Data section.
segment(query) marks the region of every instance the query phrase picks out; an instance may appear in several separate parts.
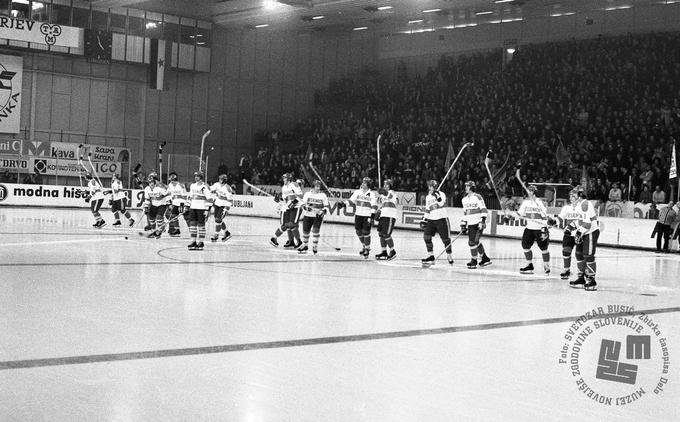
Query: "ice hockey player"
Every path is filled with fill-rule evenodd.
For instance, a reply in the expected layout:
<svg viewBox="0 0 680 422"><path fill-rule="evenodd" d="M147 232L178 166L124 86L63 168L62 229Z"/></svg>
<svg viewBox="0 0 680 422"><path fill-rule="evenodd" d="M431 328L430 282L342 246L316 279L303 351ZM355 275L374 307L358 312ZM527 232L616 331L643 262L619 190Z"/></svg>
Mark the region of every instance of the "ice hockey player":
<svg viewBox="0 0 680 422"><path fill-rule="evenodd" d="M394 250L394 240L392 230L397 221L397 197L392 190L392 180L385 179L382 188L378 189L378 236L380 236L380 248L382 252L375 256L375 259L393 260L397 256Z"/></svg>
<svg viewBox="0 0 680 422"><path fill-rule="evenodd" d="M85 202L90 203L90 211L92 211L92 215L94 216L95 220L97 220L92 225L92 227L99 229L106 225L106 221L104 221L102 215L99 213L99 210L104 203L104 192L102 190L102 185L100 185L90 173L87 173L85 178L87 179L87 188L89 190L87 196L85 197Z"/></svg>
<svg viewBox="0 0 680 422"><path fill-rule="evenodd" d="M168 215L168 234L172 237L180 235L179 215L184 214L187 200L187 190L184 183L180 183L174 171L168 175L168 194L170 195L170 213Z"/></svg>
<svg viewBox="0 0 680 422"><path fill-rule="evenodd" d="M215 197L215 203L213 206L213 212L215 214L215 234L210 238L212 242L217 242L220 239L220 232L224 230L224 234L221 237L222 242L226 242L231 239L231 233L227 230L227 223L224 222L224 218L231 208L233 200L233 192L231 186L227 183L227 175L220 174L219 181L215 182L211 187L210 191Z"/></svg>
<svg viewBox="0 0 680 422"><path fill-rule="evenodd" d="M470 246L470 254L472 259L468 262L467 267L470 269L477 268L477 254L481 257L479 261L480 267L491 265L491 259L486 255L484 246L480 242L482 232L486 228L486 218L489 215L484 198L478 193L475 193L477 185L472 180L465 182L465 196L463 197L463 218L460 222L461 234L468 234L468 246Z"/></svg>
<svg viewBox="0 0 680 422"><path fill-rule="evenodd" d="M316 255L319 246L319 236L323 217L330 209L328 196L321 190L321 182L314 180L312 190L305 193L302 197L301 209L302 218L302 246L298 248L298 253L304 254L309 250L309 234L312 234L312 252Z"/></svg>
<svg viewBox="0 0 680 422"><path fill-rule="evenodd" d="M600 226L595 207L586 198L583 188L577 187L575 191L579 197L577 207L581 213L574 231L574 243L576 244L574 255L576 255L578 278L570 281L569 286L583 287L585 290L594 291L597 290L595 250L597 249L597 239L600 237Z"/></svg>
<svg viewBox="0 0 680 422"><path fill-rule="evenodd" d="M144 188L144 214L149 219L149 225L152 232L147 237L161 237L163 219L165 218L165 208L167 206L169 196L168 191L160 183L158 174L155 172L149 173L146 178L149 185Z"/></svg>
<svg viewBox="0 0 680 422"><path fill-rule="evenodd" d="M449 264L453 265L453 256L451 256L451 226L446 214L446 195L444 192L437 190L437 181L427 181L427 197L425 197L425 215L420 222L420 228L423 229L423 239L425 240L425 247L427 248L428 256L423 258L422 264L424 268L434 265L434 245L432 238L439 233L439 238L444 243L446 248L446 259Z"/></svg>
<svg viewBox="0 0 680 422"><path fill-rule="evenodd" d="M205 244L205 220L210 213L210 187L203 181L203 174L194 173L194 183L189 188L189 235L191 243L190 251L202 251ZM198 241L196 240L198 239Z"/></svg>
<svg viewBox="0 0 680 422"><path fill-rule="evenodd" d="M274 237L269 239L269 243L273 246L279 246L278 237L284 232L288 232L288 242L286 242L283 247L297 249L302 245L300 230L298 229L298 222L300 221L301 215L300 201L302 200L302 190L298 184L293 181L292 173L285 173L283 175L281 199L283 200L280 216L281 226L276 229ZM297 243L295 243L295 241L297 241Z"/></svg>
<svg viewBox="0 0 680 422"><path fill-rule="evenodd" d="M543 255L543 270L546 274L550 274L548 209L543 201L536 197L536 186L529 185L527 190L529 192L517 211L519 216L527 220L527 226L522 234L522 249L524 249L527 265L520 268L519 272L522 274L533 274L534 264L532 262L533 253L531 252L531 247L536 242Z"/></svg>
<svg viewBox="0 0 680 422"><path fill-rule="evenodd" d="M564 223L564 235L562 236L562 261L564 261L564 269L560 273L562 280L568 280L571 276L571 252L574 249L574 231L576 230L576 223L581 218L579 211L578 189L574 188L569 192L569 203L560 210L559 218Z"/></svg>
<svg viewBox="0 0 680 422"><path fill-rule="evenodd" d="M354 231L361 242L359 255L368 259L371 253L371 225L378 210L378 198L371 191L371 179L364 177L361 180L361 187L355 190L347 201L338 205L340 208L354 205Z"/></svg>
<svg viewBox="0 0 680 422"><path fill-rule="evenodd" d="M128 219L130 227L135 225L135 220L130 216L130 211L127 210L128 198L123 190L123 182L120 181L117 174L111 175L111 212L115 221L113 225L118 227L120 223L120 213Z"/></svg>

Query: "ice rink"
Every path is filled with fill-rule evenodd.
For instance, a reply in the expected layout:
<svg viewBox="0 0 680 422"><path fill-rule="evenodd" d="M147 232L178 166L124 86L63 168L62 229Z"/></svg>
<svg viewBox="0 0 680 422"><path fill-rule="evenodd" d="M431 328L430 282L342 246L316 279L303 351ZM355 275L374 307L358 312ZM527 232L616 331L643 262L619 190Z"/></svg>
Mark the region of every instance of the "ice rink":
<svg viewBox="0 0 680 422"><path fill-rule="evenodd" d="M185 226L146 239L104 217L96 230L89 210L0 208L1 421L680 420L678 254L600 248L585 292L559 279L557 244L552 274L534 247L521 275L515 240L484 239L493 265L469 270L461 237L453 266L423 269L417 231L376 262L375 231L364 260L345 225L322 227L342 250L314 256L270 246L273 219L229 217L233 238L197 252ZM559 363L572 322L610 305L647 311L670 356L663 391L648 390L653 348L648 391L625 406Z"/></svg>

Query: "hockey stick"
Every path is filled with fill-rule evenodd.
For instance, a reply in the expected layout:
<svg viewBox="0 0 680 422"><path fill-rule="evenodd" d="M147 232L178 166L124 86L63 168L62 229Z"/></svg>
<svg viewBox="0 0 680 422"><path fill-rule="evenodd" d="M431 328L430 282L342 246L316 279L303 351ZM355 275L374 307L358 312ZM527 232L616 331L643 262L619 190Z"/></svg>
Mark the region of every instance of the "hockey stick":
<svg viewBox="0 0 680 422"><path fill-rule="evenodd" d="M172 223L173 221L178 220L181 215L182 214L177 214L175 217L171 218L170 220L164 222L163 224L161 224L158 227L156 227L155 229L153 229L153 231L158 231L158 230L164 229L165 226L167 226L168 224ZM137 234L140 235L140 236L146 236L148 233L144 231L144 232L137 232Z"/></svg>
<svg viewBox="0 0 680 422"><path fill-rule="evenodd" d="M206 131L203 136L201 137L201 155L198 158L198 172L202 173L203 172L203 147L205 146L205 138L210 135L210 131Z"/></svg>
<svg viewBox="0 0 680 422"><path fill-rule="evenodd" d="M378 140L375 141L375 150L378 153L378 188L382 187L382 181L380 179L380 138L382 137L382 131L378 135Z"/></svg>
<svg viewBox="0 0 680 422"><path fill-rule="evenodd" d="M158 145L158 174L161 178L161 183L163 183L163 147L166 143L166 141L163 141L160 145Z"/></svg>
<svg viewBox="0 0 680 422"><path fill-rule="evenodd" d="M255 189L257 192L260 192L261 194L263 194L263 195L265 195L265 196L269 196L269 197L272 197L272 198L274 197L274 195L272 195L271 193L265 192L265 191L263 191L262 189L258 188L258 187L255 186L255 185L251 185L250 183L248 183L248 181L247 181L246 179L243 179L243 184L245 184L246 186L250 187L251 189Z"/></svg>
<svg viewBox="0 0 680 422"><path fill-rule="evenodd" d="M456 165L456 162L458 162L458 159L460 158L460 155L463 153L463 151L465 151L465 148L473 146L474 144L475 144L474 142L466 142L463 144L460 151L458 151L458 155L456 155L456 158L453 160L453 163L451 163L451 165L449 166L449 170L444 175L444 178L439 183L439 186L437 186L437 190L440 190L442 188L442 185L444 185L444 182L449 177L449 173L451 173L451 170L453 170L453 166Z"/></svg>

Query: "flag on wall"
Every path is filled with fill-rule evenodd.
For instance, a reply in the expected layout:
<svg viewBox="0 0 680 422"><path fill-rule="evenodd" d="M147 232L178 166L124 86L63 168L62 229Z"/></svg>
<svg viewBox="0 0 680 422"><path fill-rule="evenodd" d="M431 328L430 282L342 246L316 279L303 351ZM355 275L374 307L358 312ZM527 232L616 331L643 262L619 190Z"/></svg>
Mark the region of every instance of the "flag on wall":
<svg viewBox="0 0 680 422"><path fill-rule="evenodd" d="M170 68L170 49L165 40L151 39L149 49L149 87L162 91L165 72Z"/></svg>
<svg viewBox="0 0 680 422"><path fill-rule="evenodd" d="M455 154L453 153L453 145L451 145L451 141L449 141L449 151L446 153L447 169L451 166L451 163L453 162L453 157L455 157Z"/></svg>
<svg viewBox="0 0 680 422"><path fill-rule="evenodd" d="M0 133L21 131L23 69L23 57L0 55Z"/></svg>
<svg viewBox="0 0 680 422"><path fill-rule="evenodd" d="M673 142L673 151L671 152L671 168L668 171L668 178L675 179L678 177L678 166L677 161L675 161L675 142Z"/></svg>

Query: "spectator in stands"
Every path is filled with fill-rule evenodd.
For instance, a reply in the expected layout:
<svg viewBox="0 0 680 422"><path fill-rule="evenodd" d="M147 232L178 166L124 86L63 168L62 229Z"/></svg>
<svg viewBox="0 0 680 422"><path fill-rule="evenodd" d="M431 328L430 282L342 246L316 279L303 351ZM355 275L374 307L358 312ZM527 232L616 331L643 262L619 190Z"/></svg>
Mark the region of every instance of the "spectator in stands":
<svg viewBox="0 0 680 422"><path fill-rule="evenodd" d="M652 193L649 191L649 186L642 185L642 192L640 192L640 202L648 204L652 202Z"/></svg>
<svg viewBox="0 0 680 422"><path fill-rule="evenodd" d="M665 204L666 203L666 192L661 190L661 186L657 185L652 193L652 202L655 204Z"/></svg>
<svg viewBox="0 0 680 422"><path fill-rule="evenodd" d="M656 251L661 252L661 239L663 238L663 252L668 252L668 243L671 237L671 225L675 222L677 214L673 202L659 211L659 221L654 227L656 233Z"/></svg>
<svg viewBox="0 0 680 422"><path fill-rule="evenodd" d="M612 183L612 188L609 190L609 201L620 202L623 196L623 192L619 189L618 183Z"/></svg>

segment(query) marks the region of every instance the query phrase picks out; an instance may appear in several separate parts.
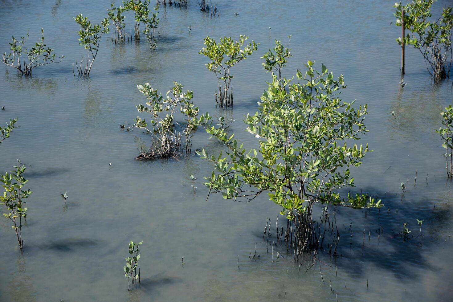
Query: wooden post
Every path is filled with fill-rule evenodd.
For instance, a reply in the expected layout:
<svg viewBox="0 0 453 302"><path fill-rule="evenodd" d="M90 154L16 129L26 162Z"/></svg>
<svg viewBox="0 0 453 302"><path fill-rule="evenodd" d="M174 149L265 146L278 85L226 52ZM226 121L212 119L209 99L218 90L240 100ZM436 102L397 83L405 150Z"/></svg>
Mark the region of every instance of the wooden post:
<svg viewBox="0 0 453 302"><path fill-rule="evenodd" d="M401 74L404 74L404 10L401 12Z"/></svg>

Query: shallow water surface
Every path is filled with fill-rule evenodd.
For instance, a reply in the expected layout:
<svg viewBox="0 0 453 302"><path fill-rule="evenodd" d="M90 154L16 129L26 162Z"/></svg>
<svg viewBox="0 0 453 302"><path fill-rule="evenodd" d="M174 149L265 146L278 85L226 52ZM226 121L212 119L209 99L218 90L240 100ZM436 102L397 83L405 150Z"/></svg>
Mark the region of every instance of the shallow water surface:
<svg viewBox="0 0 453 302"><path fill-rule="evenodd" d="M434 129L441 125L439 112L451 103L452 83L434 85L419 52L408 48L408 84L404 89L398 85L400 48L395 38L400 29L390 24L393 2L218 1L221 15L211 18L200 13L196 1L188 2L187 10L161 8L155 51L145 42L115 45L110 34L103 37L91 78L82 80L72 72L72 63L85 54L72 18L81 13L99 23L110 1L2 1L2 53L12 35L29 29L29 45L42 27L48 45L66 57L36 69L30 78L0 70L0 105L5 109L0 111L0 122L19 118L19 127L0 147L0 171L20 159L34 192L22 254L10 224L0 220L0 300L451 299L452 187ZM433 14L448 2L437 2ZM126 15L127 28L133 29L133 15ZM261 44L232 68L234 106L220 110L213 98L215 77L198 52L207 35L237 38L240 34ZM284 69L287 76L316 60L320 68L323 62L334 75L344 75L344 100L368 104L370 131L361 142L374 151L353 175L358 190L377 194L386 205L380 211L338 209L342 257L320 252L306 272L311 259L295 263L290 249L287 253L275 239L280 209L265 196L244 204L212 194L207 201L201 182L212 170L208 163L194 154L135 161L149 137L119 127L133 123L135 105L145 101L136 85L149 82L164 93L176 81L194 91L201 112L236 119L229 129L253 146L256 140L243 131L241 121L256 111L270 79L260 57L275 39L287 43L289 34L294 56ZM199 131L193 149L220 151L221 145L208 137ZM191 174L198 178L195 192ZM402 182L407 187L402 196ZM65 206L60 195L66 191ZM268 244L274 242L275 251L281 252L273 264L262 237L267 217L273 225ZM424 220L423 236L416 219ZM414 235L406 241L394 236L404 222ZM128 292L122 272L130 240L144 243L140 288ZM251 259L255 243L260 257Z"/></svg>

Challenge. Change "shallow water surface" to "still water surface" wherever it occurs in the records, starting with the line that contains "Query: shallow water surface" and going on through the line that contains "Mark the region of every instance of the shallow". Give back only those lines, with everything else left as it is.

Correct response.
Query: still water surface
Every path is filled with fill-rule evenodd.
For instance, a reply in the expected layout:
<svg viewBox="0 0 453 302"><path fill-rule="evenodd" d="M90 154L16 129L26 162Z"/></svg>
<svg viewBox="0 0 453 302"><path fill-rule="evenodd" d="M174 149L265 146L278 85L226 52ZM226 121L212 119L209 99L218 90L240 100ZM436 102L397 83L405 150Z"/></svg>
Mark the region of every instance of the still water surface:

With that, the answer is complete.